** START SUPPLIED DATA **

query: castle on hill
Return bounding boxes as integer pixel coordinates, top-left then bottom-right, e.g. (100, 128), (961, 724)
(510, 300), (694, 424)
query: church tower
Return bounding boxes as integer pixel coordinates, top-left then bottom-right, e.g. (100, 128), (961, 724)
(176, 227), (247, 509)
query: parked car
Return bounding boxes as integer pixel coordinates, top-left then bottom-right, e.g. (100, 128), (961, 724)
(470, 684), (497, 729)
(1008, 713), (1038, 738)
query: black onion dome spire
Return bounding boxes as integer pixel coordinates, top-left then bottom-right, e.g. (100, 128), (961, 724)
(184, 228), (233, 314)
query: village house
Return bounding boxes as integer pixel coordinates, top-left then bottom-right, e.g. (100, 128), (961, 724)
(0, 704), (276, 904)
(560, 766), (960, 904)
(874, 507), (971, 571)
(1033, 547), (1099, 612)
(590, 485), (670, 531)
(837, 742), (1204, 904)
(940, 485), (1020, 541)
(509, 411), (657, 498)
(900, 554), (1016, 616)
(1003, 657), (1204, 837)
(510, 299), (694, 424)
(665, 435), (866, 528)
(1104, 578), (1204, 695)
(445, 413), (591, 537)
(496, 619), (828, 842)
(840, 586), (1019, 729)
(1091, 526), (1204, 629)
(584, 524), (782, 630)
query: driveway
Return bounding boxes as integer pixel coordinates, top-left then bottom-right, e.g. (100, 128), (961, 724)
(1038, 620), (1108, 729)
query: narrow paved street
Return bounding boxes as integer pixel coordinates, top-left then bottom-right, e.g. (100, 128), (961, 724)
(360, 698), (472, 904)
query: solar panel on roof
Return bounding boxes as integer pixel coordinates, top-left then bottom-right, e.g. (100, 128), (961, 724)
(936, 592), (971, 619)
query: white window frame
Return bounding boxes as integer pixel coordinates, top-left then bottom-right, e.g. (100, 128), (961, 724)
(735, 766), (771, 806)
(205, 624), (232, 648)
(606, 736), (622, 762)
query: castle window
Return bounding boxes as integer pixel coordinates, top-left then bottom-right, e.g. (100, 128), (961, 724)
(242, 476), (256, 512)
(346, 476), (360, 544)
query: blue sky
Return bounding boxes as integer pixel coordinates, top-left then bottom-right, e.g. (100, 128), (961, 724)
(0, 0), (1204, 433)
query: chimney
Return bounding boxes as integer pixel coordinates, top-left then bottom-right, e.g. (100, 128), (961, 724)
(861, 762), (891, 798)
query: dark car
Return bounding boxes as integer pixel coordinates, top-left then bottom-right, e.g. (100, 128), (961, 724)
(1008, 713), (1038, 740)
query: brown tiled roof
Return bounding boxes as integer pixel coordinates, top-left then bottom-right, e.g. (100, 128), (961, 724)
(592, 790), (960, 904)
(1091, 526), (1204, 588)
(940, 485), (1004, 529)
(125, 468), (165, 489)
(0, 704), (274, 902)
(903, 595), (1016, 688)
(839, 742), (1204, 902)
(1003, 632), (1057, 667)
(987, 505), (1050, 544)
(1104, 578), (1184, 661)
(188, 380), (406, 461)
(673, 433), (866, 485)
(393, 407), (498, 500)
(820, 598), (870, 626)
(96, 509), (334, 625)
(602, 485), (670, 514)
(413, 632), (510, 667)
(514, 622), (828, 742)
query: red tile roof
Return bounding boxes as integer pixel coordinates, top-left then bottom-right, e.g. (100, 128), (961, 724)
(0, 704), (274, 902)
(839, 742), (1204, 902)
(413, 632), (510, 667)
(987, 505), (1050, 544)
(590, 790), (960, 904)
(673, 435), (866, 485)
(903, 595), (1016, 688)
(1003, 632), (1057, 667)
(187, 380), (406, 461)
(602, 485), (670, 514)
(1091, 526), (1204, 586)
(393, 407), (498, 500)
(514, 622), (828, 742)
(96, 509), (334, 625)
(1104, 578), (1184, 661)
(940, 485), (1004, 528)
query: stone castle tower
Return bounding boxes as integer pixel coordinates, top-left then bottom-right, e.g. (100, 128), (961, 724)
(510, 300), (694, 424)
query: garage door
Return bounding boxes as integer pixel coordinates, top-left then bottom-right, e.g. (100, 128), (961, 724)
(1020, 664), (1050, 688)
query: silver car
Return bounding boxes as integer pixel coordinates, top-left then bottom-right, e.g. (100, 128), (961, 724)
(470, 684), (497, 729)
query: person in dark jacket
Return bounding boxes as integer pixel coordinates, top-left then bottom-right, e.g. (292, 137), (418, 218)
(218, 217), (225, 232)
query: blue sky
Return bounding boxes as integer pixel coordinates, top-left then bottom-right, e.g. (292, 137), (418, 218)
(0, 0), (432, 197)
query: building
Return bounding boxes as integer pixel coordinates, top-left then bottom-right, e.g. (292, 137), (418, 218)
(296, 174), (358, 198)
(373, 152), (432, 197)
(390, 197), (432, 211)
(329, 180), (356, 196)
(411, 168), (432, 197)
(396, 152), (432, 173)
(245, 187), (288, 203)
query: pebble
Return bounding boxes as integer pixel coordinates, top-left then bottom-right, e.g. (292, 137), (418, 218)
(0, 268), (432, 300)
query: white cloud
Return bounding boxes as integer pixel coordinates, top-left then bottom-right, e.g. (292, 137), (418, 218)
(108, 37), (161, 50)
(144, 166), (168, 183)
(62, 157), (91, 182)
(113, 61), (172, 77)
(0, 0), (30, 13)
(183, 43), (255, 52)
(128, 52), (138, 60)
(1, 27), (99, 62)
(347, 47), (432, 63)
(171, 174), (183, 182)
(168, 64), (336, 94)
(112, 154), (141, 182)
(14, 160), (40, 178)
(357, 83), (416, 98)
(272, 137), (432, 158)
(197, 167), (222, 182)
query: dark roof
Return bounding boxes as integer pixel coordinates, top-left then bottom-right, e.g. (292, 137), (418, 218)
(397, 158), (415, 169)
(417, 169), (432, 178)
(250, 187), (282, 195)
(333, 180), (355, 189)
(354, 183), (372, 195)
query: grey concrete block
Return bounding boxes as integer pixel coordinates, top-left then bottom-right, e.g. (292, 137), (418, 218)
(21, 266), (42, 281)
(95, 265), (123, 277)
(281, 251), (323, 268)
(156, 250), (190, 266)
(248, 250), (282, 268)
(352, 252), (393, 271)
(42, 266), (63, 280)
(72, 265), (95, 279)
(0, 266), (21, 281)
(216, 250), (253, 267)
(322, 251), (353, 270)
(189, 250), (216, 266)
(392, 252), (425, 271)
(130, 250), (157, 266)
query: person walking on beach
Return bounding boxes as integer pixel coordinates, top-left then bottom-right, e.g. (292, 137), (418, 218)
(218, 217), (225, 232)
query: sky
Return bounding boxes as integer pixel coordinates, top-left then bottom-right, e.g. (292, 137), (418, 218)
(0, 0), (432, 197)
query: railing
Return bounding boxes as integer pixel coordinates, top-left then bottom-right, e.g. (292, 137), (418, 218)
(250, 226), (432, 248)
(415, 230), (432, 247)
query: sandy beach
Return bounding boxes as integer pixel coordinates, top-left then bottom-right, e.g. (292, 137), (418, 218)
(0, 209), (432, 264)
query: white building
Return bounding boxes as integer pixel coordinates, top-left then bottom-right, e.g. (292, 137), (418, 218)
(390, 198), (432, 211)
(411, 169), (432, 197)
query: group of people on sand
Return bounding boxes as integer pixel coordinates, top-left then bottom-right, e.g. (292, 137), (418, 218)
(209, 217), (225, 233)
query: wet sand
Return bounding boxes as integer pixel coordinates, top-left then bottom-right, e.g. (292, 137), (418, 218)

** END SUPPLIED DATA **

*GOAL OF THE EXERCISE*:
Copy out every one of the records above, replacing each instance of "integer pixel coordinates" with "whole-number pixel coordinates" and keeping everything else the same.

*FULL ANSWER*:
query: castle on hill
Return bounding boxes as whole-number pixel coordinates, top-left then bottom-right, e.g. (100, 128), (961, 724)
(510, 300), (694, 424)
query: church tower
Return bounding boxes as whole-number pixel coordinates, top-left then bottom-right, e.g. (100, 128), (961, 724)
(176, 227), (247, 509)
query: parked car
Return bounding boxes as whole-number pixel coordinates, top-left then bottom-right, e.g. (100, 128), (961, 724)
(470, 684), (497, 729)
(1008, 713), (1038, 738)
query: black onion dome spire
Return bounding boxes as whole-number pixel coordinates, top-left then bottom-right, e.g. (100, 128), (961, 724)
(184, 228), (233, 314)
query: village house
Return bounding boxes as whole-number pixel coordinates, top-left then bottom-right, e.g. (100, 128), (961, 724)
(0, 704), (276, 904)
(560, 766), (960, 904)
(874, 507), (971, 571)
(1033, 547), (1099, 612)
(590, 485), (670, 531)
(837, 742), (1204, 904)
(940, 485), (1020, 541)
(509, 411), (657, 498)
(900, 554), (1016, 616)
(1003, 657), (1204, 837)
(510, 299), (694, 424)
(665, 435), (866, 528)
(1104, 578), (1204, 695)
(445, 413), (591, 537)
(496, 619), (828, 842)
(840, 586), (1019, 729)
(1091, 526), (1204, 629)
(584, 524), (782, 630)
query: driveway
Return bounding boxes as whole-number pixel coordinates, top-left then bottom-right, e.g. (100, 128), (961, 724)
(1038, 620), (1108, 729)
query: narrow paved street
Return bounding boxes as whole-number pixel coordinates, top-left then bottom-right, e.g. (100, 128), (961, 724)
(360, 698), (472, 904)
query: solar panel on roof
Return bounding boxes as whole-number pixel coordinates, top-left then bottom-right, e.g. (100, 128), (961, 724)
(936, 592), (971, 619)
query: white window frame
Return bounding boxes as whole-number pixel coordinates, top-left then bottom-right, e.g. (100, 128), (961, 724)
(735, 766), (771, 806)
(205, 624), (232, 648)
(606, 736), (622, 762)
query: castle window
Return bounding boxes as whole-number pixel coordinates, top-left then bottom-right, e.g. (100, 128), (961, 724)
(242, 476), (256, 512)
(346, 476), (360, 544)
query: blue sky
Return bounding boxes as whole-number pixel coordinates, top-left then bottom-right, e.g. (100, 128), (961, 724)
(0, 0), (1204, 433)
query: chimney
Return bounding boxes as whole-number pixel coordinates, top-left then bottom-right, e.g. (100, 128), (961, 724)
(861, 762), (891, 798)
query: dark car
Return bounding boxes as whole-number pixel coordinates, top-left then bottom-right, e.g. (100, 128), (961, 724)
(1008, 713), (1038, 740)
query: brown tiled roof
Return bounding boxes as whole-number pixel coordinates, top-left then bottom-right, e.g. (100, 128), (961, 724)
(592, 790), (960, 904)
(1091, 526), (1204, 588)
(940, 485), (1004, 529)
(125, 468), (165, 489)
(0, 704), (274, 902)
(903, 595), (1016, 688)
(839, 742), (1204, 902)
(1003, 632), (1057, 667)
(987, 505), (1050, 544)
(1104, 578), (1184, 661)
(188, 380), (406, 461)
(673, 433), (866, 485)
(393, 407), (498, 500)
(820, 598), (870, 626)
(96, 509), (334, 625)
(602, 485), (670, 514)
(413, 632), (510, 667)
(514, 622), (828, 742)
query: red tile roof
Return bounding boxes as whole-number pixel coordinates, top-left then bottom-right, e.g. (100, 128), (961, 724)
(0, 704), (274, 902)
(839, 742), (1204, 902)
(413, 632), (510, 667)
(987, 505), (1050, 544)
(590, 790), (960, 904)
(673, 435), (866, 485)
(903, 595), (1016, 688)
(1003, 632), (1057, 667)
(187, 380), (406, 461)
(602, 485), (670, 514)
(1091, 526), (1204, 586)
(393, 407), (498, 500)
(514, 622), (828, 742)
(96, 509), (334, 625)
(1104, 578), (1184, 661)
(940, 485), (1004, 528)
query: stone castle tower
Return bounding boxes as whole-number pixel coordinates, top-left then bottom-right, e.g. (100, 128), (961, 724)
(510, 300), (694, 424)
query: garage door
Return bounding boxes as whole-number pixel coordinates, top-left then bottom-right, e.g. (100, 128), (961, 724)
(1020, 664), (1050, 688)
query: silver car
Return bounding boxes as whole-number pixel coordinates, top-left then bottom-right, e.g. (100, 128), (961, 724)
(470, 684), (497, 729)
query: person in dark jacket
Return bounding boxes as whole-number pixel coordinates, top-left then bottom-right, e.g. (292, 137), (418, 218)
(218, 217), (225, 232)
query: blue sky
Return bounding boxes as whole-number pixel coordinates, top-left then bottom-right, e.g. (292, 137), (418, 218)
(0, 0), (432, 197)
query: building
Return bounding boxes as whole-number pixel coordinates, top-left then bottom-right, e.g. (292, 137), (418, 218)
(296, 174), (358, 198)
(373, 152), (432, 197)
(390, 197), (432, 211)
(329, 180), (356, 196)
(411, 168), (432, 197)
(396, 152), (432, 173)
(245, 187), (288, 203)
query: pebble
Return bounding boxes as whole-number pixel coordinates, top-left then bottom-right, e.g. (292, 137), (418, 218)
(0, 268), (432, 300)
query: white cloud
Return bounding boxes as whole-number pixel coordinates, top-left then bottom-right, e.g. (292, 137), (418, 218)
(108, 37), (161, 50)
(144, 166), (168, 183)
(62, 157), (91, 182)
(113, 61), (172, 77)
(0, 0), (30, 13)
(183, 43), (255, 52)
(128, 52), (138, 60)
(1, 27), (99, 62)
(347, 47), (432, 63)
(171, 174), (183, 182)
(168, 64), (336, 94)
(112, 154), (141, 182)
(14, 160), (40, 178)
(357, 83), (416, 98)
(272, 137), (432, 158)
(197, 167), (222, 182)
query: dark roof
Return bounding boxes as whole-number pixel coordinates, top-left then bottom-right, e.g. (292, 137), (418, 218)
(397, 158), (415, 169)
(417, 169), (432, 178)
(250, 187), (282, 195)
(333, 180), (355, 189)
(354, 183), (372, 195)
query: grey concrete block
Return bounding boxes as whole-number pixel coordinates, top-left then bottom-right, e.g. (292, 137), (418, 218)
(21, 266), (42, 281)
(95, 265), (123, 277)
(281, 251), (323, 268)
(156, 250), (190, 266)
(248, 250), (282, 268)
(352, 252), (393, 271)
(42, 266), (63, 280)
(72, 265), (95, 279)
(0, 266), (21, 281)
(216, 250), (253, 267)
(322, 251), (353, 270)
(189, 250), (216, 266)
(392, 252), (425, 271)
(130, 250), (157, 266)
query: person walking on beach
Return bounding boxes as whole-number pixel coordinates, top-left then bottom-right, e.g. (292, 137), (418, 218)
(218, 217), (225, 232)
query: sky
Return bounding boxes as whole-number pixel coordinates, top-left then bottom-right, e.g. (292, 137), (418, 218)
(0, 0), (432, 197)
query: railing
Return bounding boxes as whole-number pixel coordinates, top-left then bottom-right, e.g. (292, 137), (418, 218)
(250, 226), (432, 248)
(415, 230), (432, 247)
query: sandy beach
Return bounding boxes as whole-number pixel coordinates, top-left then bottom-right, e.g. (292, 137), (418, 218)
(0, 209), (432, 264)
query: white building
Return bounding boxes as whole-number pixel coordinates, top-left then bottom-right, e.g. (292, 137), (418, 218)
(390, 198), (432, 211)
(411, 169), (432, 197)
query: group of people on sand
Return bounding boxes as whole-number pixel coordinates, top-left then bottom-right, e.g. (292, 137), (418, 218)
(209, 217), (225, 233)
query: wet sand
Return bounding boxes as whole-number pixel coordinates, top-left then bottom-right, e.g. (292, 137), (418, 218)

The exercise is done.